* [TEXT SECTION]
Mishra drew inspiration from the classic Doordarshan shows Malgudi Days, Potli Baba Ki, Swami and Tenali Rama, and decided to make one of them relatable to the current scenario stating that the kinds of shows are not present in this period. He and Chandan did extensive research and traveled across villages for an idea about the script, which was progressed in 2017, had been delayed due to the research work. Chandan finally drafted the script whose one-line is about an engineering graduate who joins in a low-paid salary job in a remote village, and initially titled as SDO Saheb, before they changed the title to Panchayat.

Casting 
For the main character Abhishek Tripathi, Sameer Saxena picked Jitendra Kumar, who opined that his similarities to the character of the protagonist and the regular collaborations with TVF made it possible. His character had strong similarities with that of Mohan Bhargav, portrayed by Shah Rukh Khan in the 2004 film Swades. About the contrast differences Kumar stated that "The comparisons were inevitable. But I am very happy about it, as I am a huge fan of the film. It left a deep impact on me. I even have a framed poster of the film — the one with SRK sitting in a boat surrounded by local villagers — in my home itself".

* [DATASET RECORDS]

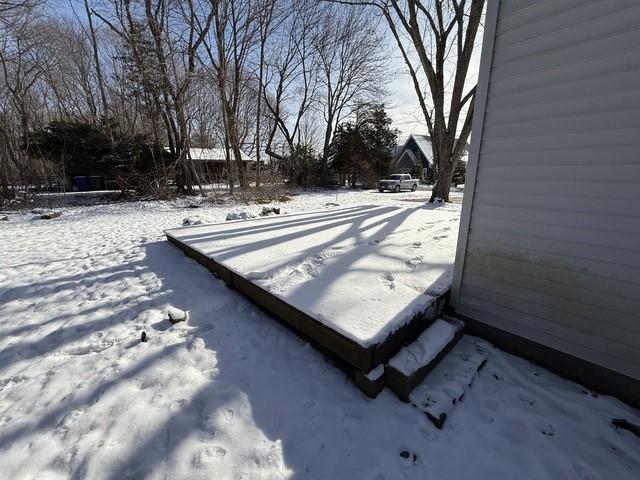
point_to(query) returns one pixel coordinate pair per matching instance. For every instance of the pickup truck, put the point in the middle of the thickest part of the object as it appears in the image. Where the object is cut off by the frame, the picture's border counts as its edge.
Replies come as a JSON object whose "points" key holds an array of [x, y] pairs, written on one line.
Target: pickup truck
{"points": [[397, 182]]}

...

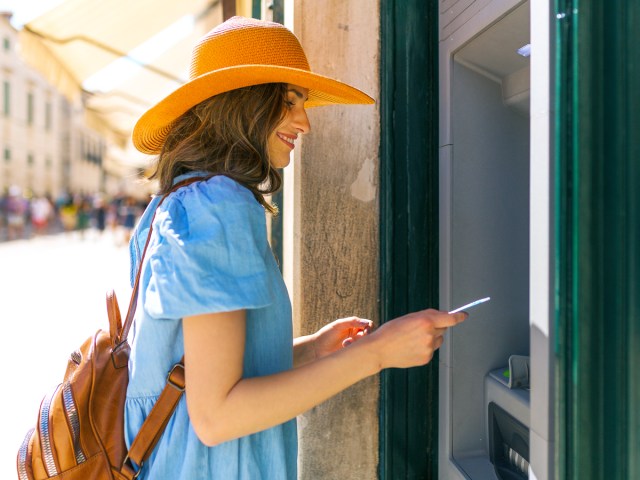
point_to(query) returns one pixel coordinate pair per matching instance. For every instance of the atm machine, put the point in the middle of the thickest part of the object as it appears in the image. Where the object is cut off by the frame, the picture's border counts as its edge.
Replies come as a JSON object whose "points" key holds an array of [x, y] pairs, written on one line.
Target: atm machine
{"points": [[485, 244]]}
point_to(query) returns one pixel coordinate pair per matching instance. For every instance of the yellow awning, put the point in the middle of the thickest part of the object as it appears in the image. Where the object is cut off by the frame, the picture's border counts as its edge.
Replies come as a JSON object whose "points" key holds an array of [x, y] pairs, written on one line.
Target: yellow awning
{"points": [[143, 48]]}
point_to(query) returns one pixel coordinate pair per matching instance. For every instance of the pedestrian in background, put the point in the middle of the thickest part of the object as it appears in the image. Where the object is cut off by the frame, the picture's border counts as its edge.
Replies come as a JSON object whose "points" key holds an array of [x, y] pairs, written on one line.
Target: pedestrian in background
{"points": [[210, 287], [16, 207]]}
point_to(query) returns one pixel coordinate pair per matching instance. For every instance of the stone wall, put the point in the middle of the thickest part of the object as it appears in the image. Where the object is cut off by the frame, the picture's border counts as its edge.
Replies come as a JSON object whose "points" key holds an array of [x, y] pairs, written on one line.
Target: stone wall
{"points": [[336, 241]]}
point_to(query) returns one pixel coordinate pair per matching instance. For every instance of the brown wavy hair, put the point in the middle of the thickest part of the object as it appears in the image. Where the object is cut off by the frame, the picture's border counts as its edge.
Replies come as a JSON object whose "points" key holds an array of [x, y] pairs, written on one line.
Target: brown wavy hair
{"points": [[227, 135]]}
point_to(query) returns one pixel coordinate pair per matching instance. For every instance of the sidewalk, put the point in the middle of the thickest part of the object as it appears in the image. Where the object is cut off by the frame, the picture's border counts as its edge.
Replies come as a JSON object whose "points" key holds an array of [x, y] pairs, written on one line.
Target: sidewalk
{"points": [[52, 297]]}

---

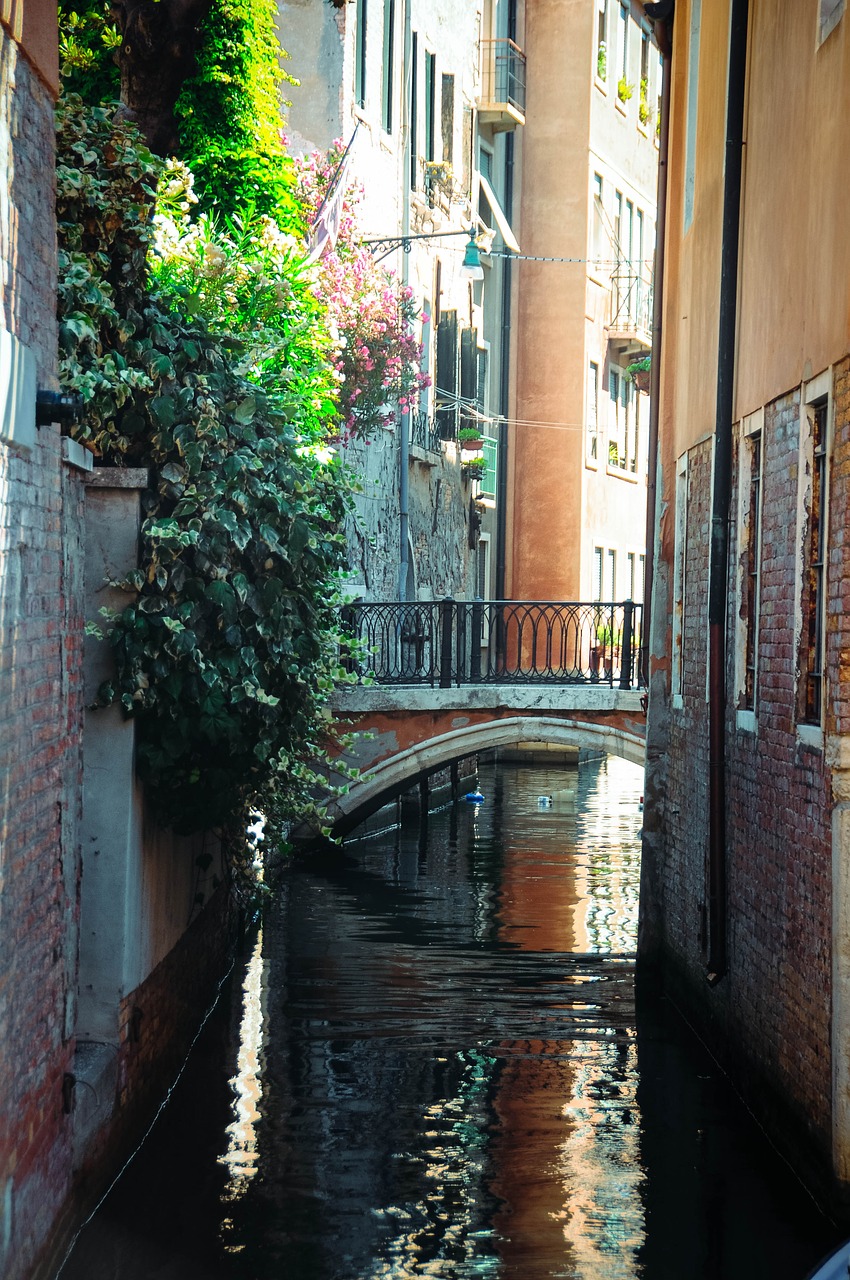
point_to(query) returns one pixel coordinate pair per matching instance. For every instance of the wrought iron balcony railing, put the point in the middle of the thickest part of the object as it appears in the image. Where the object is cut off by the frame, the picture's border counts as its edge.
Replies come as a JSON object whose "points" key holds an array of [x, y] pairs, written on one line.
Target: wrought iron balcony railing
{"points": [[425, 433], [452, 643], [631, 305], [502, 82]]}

* [PROBLEMS TO WORK ON]
A: Find every line in the records that contains the word "wavy", and copy each of those lines.
B: Extend the text on the making of Panchayat by writing what comes after its last sentence.

* [ANSWERS BELOW]
A:
point_to(query) returns one pixel coordinate pair per matching instance. For every instance of the brown wavy hair, put the point in the middle of the thickest part of the object as it appears in the image. Where the object is cut off by the frame, the picture's border counts as its edge.
Target: brown wavy hair

B:
Neena Gupta plays the role of Manju Devi, the village Pradhan, and a homemaker. She initially accepted the script on the basis of the response of TVF's previous projects as well as their collaboration with Raghubir Yadav and Jitendra (in her second collaboration after Shubh Mangal Zyada Saavdhan, in which she played the latter's mother character). Yadav played the role of Brij Bhushan Dubey, husband of Manju Devi, and on the connection with his co-star, he stated "It was a great experience to work with Neena Gupta. She used to get into the character entirely. With her, it didn't feel we are here for acting".

Yadav's student Chandan Roy played the role of Vikas, the office assistant. He initially confessed that he used to go to auditions every day and one of his friends at the casting bay called him for a small role in the series, which was supposed to be shot in a single day. He initially travelled to Bhopal to shoot for the same series and met one of the assistants in TVF, where the creative team sent a script for Vikas and also got the role, whereas Deepak Kumar Mishra shot the one day portion which was initially offered to Roy.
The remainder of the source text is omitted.